### Excerpted text
►

Tonight’s occasion is a 2014 Syrah by Dierberg Star Lane Vinyard. I posted a while back about my visit last year here. I wanted to try something special tonight so I reached for the Santa Barbara region in my cellar. Any mildly savvy palate should be able to identify the terrior in the nose alone. Very nice and rich. It prompted visuals of the vigneron (the one who tends to the vines) and contemplated all he/she put into those vines for the terrior to be so pronounced in the nose alone. A great, buttery, well balanced body (especially for a 14.2% ABV wine) a testament to the winemaker’s skill and craft. The finish is not as massive as your average California Syrah, but still has that signature tannic grip albeit restrained for a Syrah. This region is most known for it’s amazing Pinot Noir, so it’s always a treat to see what Syrah – a typically big bold wine – would taste like. I like what they’ve done with this Syrah. Great job!
Tonight’s occasion is a 2007 Syrah by Rusack from Santa Barbara County. I posted a while back about my visit here. You know whenever I feel like tasting something truly special, this region never fails and Rusack is a must. This region is most known for its rich exquisite Pinot Noir, which is precisely why I picked up their Syrah. This 12 year old vintage is drinking perfect right now. Full of gentle subtle aromas, a wide body devoid of any overbearing character and a finish that’ll make you do a double-take as it starts fading and then quickly gets overwhelmed with a long gentle, enduring tannic grip. This is my kind of wine! Great work Rusack!
This wine is a great candidate for your term reserve. You can pick up their current vintages and lay them down for another 5 years or more. I have some 2014 I picked up on this trip as well and I very much look forward to opening them 7 years from now. The good news is they have an extensive list of well priced library wines you can pick from. These will give you an idea of how they will age.
Tonight’s occasion is a 2016 Pinot Noir, Santa Rita Hills (Gravity Flow) by Sanford of the legendary Sanford and Sanford and Benedict Vineyard. You know, it wasn’t until I visited this vineyard on my first visit to Santa Barbara wine country that I realized there is more than the popular “Big California Pinot”. If you aren’t familiar with it, this is the vineyard that showed California and the wine world at large that growing and making a delicate and exquisite Burgundian style Pinot in this region is possible. This one is no exception. The notes are so subtle, you probably should taste it before eating or drinking anything as they can easily be overwhelmed by anything else on your palate. I highly recommend their wines. They serve as a great benchmark for this region and California at large. What’s your occasion tonight?

◄

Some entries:
►

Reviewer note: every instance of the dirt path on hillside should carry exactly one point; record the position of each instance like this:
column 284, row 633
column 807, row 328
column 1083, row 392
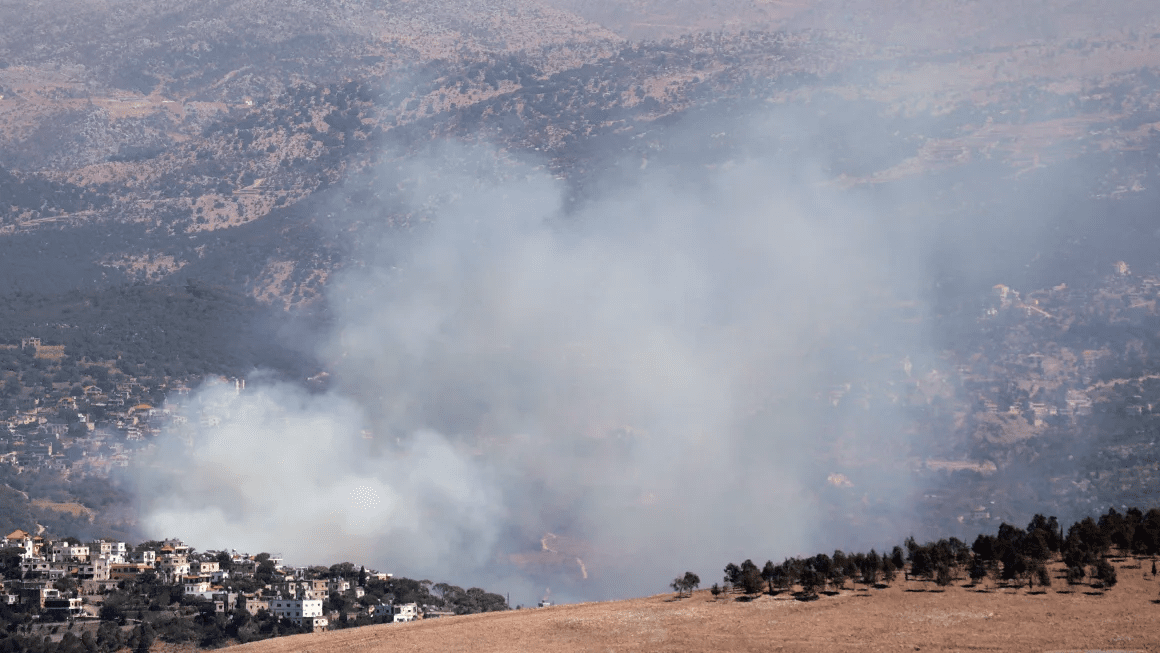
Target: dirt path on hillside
column 904, row 617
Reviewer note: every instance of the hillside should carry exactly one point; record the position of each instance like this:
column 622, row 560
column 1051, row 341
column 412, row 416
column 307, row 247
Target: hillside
column 907, row 616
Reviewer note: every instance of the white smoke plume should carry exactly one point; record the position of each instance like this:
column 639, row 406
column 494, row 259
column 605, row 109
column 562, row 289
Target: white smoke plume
column 593, row 400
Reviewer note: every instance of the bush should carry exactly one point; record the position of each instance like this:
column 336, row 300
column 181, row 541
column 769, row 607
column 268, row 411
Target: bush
column 1106, row 573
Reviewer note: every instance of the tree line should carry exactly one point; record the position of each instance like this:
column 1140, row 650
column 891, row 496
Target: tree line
column 1013, row 556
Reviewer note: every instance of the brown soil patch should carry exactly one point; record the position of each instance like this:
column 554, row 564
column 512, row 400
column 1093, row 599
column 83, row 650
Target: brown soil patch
column 904, row 617
column 74, row 509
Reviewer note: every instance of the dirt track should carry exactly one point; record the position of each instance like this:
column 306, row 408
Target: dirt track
column 905, row 617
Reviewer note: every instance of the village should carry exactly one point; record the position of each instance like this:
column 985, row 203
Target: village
column 65, row 580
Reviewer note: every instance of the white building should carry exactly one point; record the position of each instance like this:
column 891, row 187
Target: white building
column 303, row 611
column 113, row 551
column 63, row 552
column 144, row 558
column 406, row 612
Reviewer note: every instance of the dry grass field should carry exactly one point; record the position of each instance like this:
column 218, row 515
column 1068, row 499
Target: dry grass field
column 908, row 616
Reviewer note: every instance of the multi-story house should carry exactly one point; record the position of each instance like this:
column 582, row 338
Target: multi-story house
column 303, row 611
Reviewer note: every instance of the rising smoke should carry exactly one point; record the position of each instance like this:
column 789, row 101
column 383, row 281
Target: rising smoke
column 587, row 398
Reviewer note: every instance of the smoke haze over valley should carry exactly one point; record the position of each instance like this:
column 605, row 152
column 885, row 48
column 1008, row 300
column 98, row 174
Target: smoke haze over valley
column 587, row 295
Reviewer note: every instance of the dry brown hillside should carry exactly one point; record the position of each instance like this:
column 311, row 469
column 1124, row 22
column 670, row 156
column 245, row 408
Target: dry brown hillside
column 904, row 617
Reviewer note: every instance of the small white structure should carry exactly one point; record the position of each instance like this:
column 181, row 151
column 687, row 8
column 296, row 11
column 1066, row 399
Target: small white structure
column 299, row 610
column 406, row 612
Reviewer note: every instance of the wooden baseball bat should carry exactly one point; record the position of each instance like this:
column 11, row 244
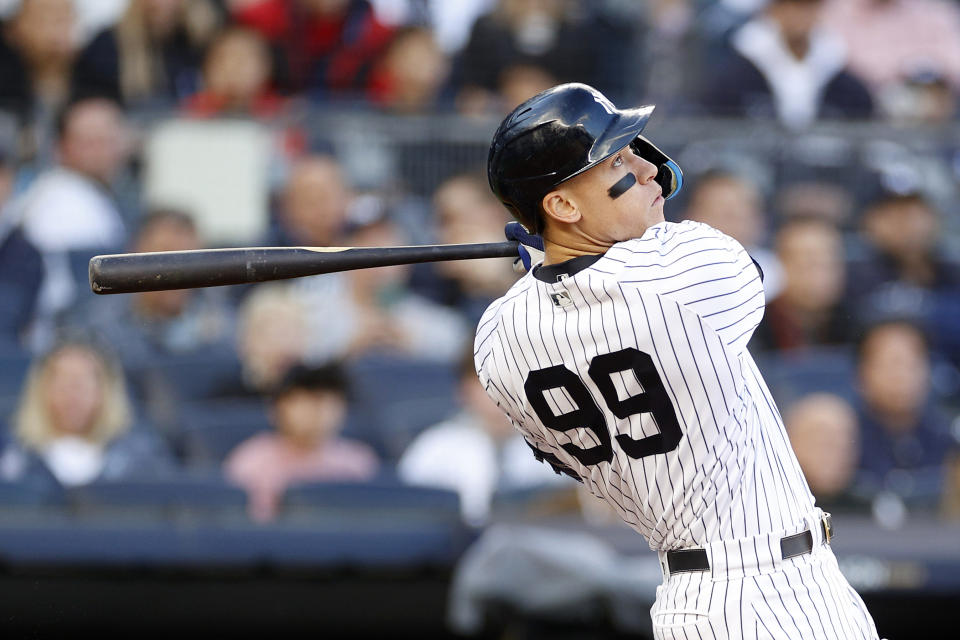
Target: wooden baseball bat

◄

### Challenge A
Convert the entries starting at the line containing "Reviewer note: every instance of the rising" and ending at the line containing "column 587, row 398", both included, into a JSON list of strings with one string per line and blank lines left out.
### Challenge B
Carry on the wine notes from where they stop.
The wine notes and the entries are two separate pieces of material.

### Expected answer A
[
  "Reviewer note: every instance of the rising smoke should carry exactly one point; record the position of each instance like this:",
  "column 789, row 101",
  "column 383, row 281",
  "Target: rising smoke",
  "column 587, row 398"
]

### Expected answer B
There are some great wineries tucked away in these hills. Were it not for a very helpful tip from my friend and Sonoma Vintner Roger Roessler of (rogerroesslerwines.com), I would have otherwise driven by and missed this gem.
Dierberg is a must if you are in the region. Their wines are exemplary, well built showcases. Their multi-vineyard estate spanning the greater region from Santa Rita Hills (AVA) to Santa Maria Valley (AVA) to Happy Canyon (AVA).
The winery had a certain modern contemporary minimalist, uncluttered feel that I think helped enhance the wine tasting experience. I found the staff to be very knowledgeable about the wines, estate and history as a whole. Presenting wines from both Dierberg and sister winery Star Lane Vineyard which offers some very interesting and exclusive art in a bottle.
Even though I’m not much of a white wine enthusiast, I thought their whites were very approachable, really well made and with a refreshing amount of creativity too. All their reds were exemplary, really well built wines very much in line with the wines I had tasted so far on this trip. I left with half a case of their Pinot Noir. I will be posting my thoughts whenever I open one of them. I will most definitely be visiting Dierberg next time I’m in the region.
Another gem from my weekend exploring Santa Barbara County wineries was Rusack. I was first introduced to their wines by a fellow wine snob Dr. G at one of my wine summits. She brought a bottle of their Syrah. I can’t remember what vintage it was but I do remember enjoying it. I usually like my wines big, bold and full of character. I like my wines demanding my full attention. Pairing is nice from time-to-time, but for me a wine worth noting, is a wine that stands on it’s own. The Rusack selection did not disappoint.
So naturally I had to pay them a visit. After Sanford and Benedict Vineyards, this was next on my list of musts. The grounds were understated, neat, and homely. The patio/deck in the front, nestled under old growth California oak afforded a perfect place to setup your picnic (which they encourage) and enjoy a good vintage while immersing yourself in what it must feel like to be a gape vine on this estate. Clear warm sunlight cutting through a never ending cool crisp breeze. The climate in this region is amazing. I never wanted to leave. In fact, the tour came to an abrupt end at Rusack as I wondered if I really wanted to gamble the rest of my afternoon wandering aimlessly around the area.
But what about their wines?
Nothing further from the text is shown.